Requirement: Would you transcribe the line that holds "[[110, 802], [1117, 23]]" and all the lines below it, through the final one, exactly and with nothing else?

(Extracted information begins)

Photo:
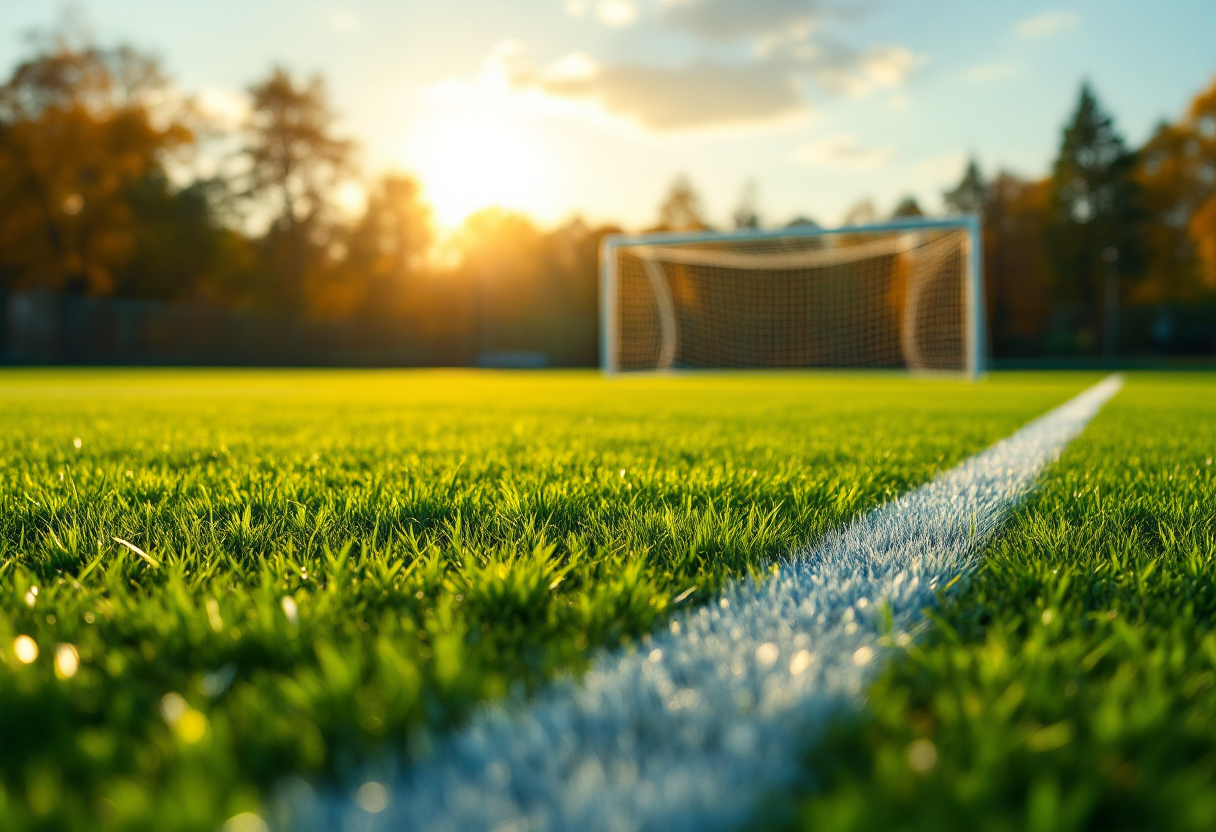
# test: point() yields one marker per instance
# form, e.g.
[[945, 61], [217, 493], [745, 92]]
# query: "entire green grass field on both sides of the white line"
[[323, 567]]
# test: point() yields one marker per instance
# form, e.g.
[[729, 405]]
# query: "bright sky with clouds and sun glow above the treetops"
[[593, 108]]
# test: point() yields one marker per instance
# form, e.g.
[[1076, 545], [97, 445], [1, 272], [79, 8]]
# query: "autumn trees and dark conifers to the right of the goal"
[[1114, 251]]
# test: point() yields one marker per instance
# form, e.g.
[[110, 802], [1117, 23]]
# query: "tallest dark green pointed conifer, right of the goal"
[[1095, 215]]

(Extracted information ends)

Solution below:
[[110, 802], [1117, 23]]
# query: "tallest dark green pointed conifer, right of the goal"
[[1095, 215]]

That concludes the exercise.